■ What is being asked
Only the lines from the line containing "Target: wooden fence post" to the end of the entries should be repeated, exactly as they appear.

(Dataset excerpt)
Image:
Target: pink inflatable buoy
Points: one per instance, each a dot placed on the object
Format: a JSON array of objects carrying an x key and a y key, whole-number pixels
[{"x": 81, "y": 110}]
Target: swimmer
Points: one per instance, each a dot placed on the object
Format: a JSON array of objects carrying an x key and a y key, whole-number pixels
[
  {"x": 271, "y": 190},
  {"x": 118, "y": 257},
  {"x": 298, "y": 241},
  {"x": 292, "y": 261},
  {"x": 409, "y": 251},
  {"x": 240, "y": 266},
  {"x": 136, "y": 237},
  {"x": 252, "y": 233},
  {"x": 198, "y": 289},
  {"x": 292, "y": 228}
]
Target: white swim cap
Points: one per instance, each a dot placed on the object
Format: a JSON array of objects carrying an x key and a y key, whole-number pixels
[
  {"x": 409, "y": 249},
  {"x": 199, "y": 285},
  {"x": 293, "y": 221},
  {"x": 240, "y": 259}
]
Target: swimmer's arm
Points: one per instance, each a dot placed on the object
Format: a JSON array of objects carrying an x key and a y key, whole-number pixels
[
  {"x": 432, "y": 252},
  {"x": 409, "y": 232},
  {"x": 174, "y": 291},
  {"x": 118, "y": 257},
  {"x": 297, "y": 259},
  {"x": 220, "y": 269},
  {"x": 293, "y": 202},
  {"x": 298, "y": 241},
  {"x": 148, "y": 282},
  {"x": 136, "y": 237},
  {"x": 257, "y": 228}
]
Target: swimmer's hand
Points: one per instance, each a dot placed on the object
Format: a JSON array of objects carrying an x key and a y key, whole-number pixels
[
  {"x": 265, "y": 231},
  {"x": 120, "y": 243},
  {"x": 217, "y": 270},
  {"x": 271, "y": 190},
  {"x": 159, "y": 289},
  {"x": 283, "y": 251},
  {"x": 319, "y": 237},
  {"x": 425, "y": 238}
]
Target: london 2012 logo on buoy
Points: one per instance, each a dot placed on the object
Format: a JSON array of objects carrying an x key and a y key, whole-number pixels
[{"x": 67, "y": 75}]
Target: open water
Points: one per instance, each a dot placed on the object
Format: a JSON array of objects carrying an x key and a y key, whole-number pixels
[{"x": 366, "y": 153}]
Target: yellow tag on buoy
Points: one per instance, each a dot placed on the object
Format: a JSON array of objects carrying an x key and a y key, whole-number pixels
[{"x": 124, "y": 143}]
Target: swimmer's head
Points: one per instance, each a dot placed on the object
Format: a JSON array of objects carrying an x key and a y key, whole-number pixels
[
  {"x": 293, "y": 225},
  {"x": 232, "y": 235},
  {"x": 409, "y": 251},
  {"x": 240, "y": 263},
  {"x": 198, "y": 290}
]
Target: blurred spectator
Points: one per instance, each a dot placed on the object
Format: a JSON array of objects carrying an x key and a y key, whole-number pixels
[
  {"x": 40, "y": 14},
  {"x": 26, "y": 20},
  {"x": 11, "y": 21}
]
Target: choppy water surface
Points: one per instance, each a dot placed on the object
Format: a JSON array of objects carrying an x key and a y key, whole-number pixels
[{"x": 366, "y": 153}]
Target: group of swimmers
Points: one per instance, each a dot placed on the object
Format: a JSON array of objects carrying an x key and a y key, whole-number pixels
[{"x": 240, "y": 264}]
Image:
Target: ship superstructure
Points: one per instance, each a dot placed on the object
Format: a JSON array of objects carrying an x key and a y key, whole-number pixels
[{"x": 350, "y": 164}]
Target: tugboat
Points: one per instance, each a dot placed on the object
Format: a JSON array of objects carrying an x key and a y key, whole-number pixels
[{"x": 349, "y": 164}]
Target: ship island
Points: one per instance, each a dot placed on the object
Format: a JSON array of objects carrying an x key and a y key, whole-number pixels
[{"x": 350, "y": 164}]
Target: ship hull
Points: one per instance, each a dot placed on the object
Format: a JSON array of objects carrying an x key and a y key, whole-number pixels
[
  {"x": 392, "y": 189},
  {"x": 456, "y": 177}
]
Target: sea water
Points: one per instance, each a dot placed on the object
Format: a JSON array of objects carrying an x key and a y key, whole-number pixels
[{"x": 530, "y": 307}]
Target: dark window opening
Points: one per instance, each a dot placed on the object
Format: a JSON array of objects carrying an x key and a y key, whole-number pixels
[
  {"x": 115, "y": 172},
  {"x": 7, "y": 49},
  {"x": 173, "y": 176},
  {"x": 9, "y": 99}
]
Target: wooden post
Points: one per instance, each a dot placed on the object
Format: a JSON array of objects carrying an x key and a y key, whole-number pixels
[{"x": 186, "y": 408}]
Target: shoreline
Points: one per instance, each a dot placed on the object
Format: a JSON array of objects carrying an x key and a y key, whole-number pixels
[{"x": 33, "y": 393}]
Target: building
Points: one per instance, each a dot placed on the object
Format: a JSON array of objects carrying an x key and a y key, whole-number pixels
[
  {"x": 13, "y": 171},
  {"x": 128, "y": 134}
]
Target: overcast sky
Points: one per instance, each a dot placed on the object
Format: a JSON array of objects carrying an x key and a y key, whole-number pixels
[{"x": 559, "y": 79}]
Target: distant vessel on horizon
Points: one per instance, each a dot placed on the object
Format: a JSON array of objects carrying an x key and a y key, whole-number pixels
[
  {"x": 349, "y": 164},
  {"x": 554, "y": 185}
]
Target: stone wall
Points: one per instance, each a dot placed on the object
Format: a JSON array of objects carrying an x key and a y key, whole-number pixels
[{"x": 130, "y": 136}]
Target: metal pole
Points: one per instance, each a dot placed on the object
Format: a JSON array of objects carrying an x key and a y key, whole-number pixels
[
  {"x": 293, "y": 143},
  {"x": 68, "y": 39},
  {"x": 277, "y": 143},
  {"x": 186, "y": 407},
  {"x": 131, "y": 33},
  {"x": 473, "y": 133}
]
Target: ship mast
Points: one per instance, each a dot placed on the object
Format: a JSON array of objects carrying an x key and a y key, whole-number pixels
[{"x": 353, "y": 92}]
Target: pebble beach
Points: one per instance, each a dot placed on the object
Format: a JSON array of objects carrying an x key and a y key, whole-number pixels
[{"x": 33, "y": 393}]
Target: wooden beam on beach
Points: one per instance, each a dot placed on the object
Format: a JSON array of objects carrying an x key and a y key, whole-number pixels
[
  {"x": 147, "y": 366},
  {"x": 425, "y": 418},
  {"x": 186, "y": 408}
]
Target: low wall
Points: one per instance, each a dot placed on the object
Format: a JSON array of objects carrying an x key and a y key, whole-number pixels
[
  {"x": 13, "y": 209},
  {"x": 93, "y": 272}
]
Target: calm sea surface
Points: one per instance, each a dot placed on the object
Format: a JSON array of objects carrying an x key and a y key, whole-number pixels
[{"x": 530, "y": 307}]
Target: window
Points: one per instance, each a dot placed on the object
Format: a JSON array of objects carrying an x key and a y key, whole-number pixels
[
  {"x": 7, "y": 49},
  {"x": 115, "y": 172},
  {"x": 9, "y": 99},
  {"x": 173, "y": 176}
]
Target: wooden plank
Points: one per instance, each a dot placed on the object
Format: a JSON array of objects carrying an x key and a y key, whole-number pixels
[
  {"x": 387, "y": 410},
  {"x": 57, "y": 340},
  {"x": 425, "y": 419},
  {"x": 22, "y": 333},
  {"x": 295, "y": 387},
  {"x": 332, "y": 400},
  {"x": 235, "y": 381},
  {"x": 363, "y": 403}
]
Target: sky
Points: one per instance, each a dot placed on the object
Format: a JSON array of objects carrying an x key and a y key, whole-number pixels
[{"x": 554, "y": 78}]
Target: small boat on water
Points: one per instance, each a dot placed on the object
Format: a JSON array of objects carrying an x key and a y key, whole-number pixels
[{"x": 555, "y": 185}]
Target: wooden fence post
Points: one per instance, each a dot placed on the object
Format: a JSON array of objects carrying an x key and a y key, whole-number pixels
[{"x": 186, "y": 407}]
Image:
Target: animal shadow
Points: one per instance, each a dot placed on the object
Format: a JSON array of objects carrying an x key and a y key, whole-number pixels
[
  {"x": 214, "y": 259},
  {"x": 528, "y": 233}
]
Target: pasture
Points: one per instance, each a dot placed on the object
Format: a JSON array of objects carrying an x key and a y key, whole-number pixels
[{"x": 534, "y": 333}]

■ Result of the task
Target: wooden fence post
Points: one per instance, each a dot placed on the object
Format: a JSON array of objects carrying an x key and a y key, whole-number pixels
[{"x": 186, "y": 407}]
Image:
Target: animal shadow
Points: one per instance, each a dot placed on the object
Format: a JSON array of objects carrying an x key and a y key, whole-number pixels
[
  {"x": 214, "y": 259},
  {"x": 528, "y": 233}
]
Target: pasture
Points: one per instance, each a dot placed on the object
Format: a JSON array of objects carrying an x key and a y key, whole-number pixels
[{"x": 534, "y": 333}]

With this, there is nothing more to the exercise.